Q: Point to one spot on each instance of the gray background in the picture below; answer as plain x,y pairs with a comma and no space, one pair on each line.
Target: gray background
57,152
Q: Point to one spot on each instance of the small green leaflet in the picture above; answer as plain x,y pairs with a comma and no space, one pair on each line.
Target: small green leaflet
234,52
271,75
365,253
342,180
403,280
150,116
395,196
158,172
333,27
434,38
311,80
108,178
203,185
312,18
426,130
● ● ● ● ●
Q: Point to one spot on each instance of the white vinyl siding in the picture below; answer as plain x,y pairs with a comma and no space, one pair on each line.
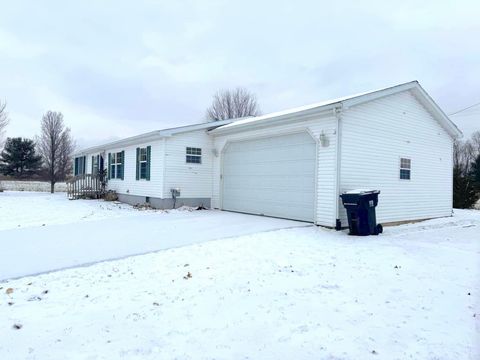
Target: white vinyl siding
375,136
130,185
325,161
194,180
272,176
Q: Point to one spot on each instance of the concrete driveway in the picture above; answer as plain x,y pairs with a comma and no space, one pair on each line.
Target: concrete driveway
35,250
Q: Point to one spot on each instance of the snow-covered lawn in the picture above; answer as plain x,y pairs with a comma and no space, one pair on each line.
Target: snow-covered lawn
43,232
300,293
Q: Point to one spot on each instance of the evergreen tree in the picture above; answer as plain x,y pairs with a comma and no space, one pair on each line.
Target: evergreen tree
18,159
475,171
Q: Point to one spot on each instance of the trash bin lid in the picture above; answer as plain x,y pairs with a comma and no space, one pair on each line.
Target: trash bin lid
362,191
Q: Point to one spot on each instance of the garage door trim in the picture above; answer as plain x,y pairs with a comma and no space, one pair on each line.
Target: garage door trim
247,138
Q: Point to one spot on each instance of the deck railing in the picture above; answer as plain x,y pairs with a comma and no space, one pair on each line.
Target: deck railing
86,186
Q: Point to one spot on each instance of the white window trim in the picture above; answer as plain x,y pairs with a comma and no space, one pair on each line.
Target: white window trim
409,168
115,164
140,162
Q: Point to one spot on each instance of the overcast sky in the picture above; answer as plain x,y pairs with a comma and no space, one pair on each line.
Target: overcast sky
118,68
● ● ● ● ●
What to produce.
Begin with the line above that has "Target: garage door trim" and continue through the line that has "the white window", setting each one down exactly. Stop there.

Output below.
Target: garage door trim
247,138
Q: Point to one spot on each instance of the deck railing in the picture above; answer as plain x,y pairs with a comma and no space, one pair on each line.
Target: deck railing
86,186
Q: Point to one spot on each instance of the white window trim in the picture above; answer as plain x,y pairs with a comma and no space, one pair on each line.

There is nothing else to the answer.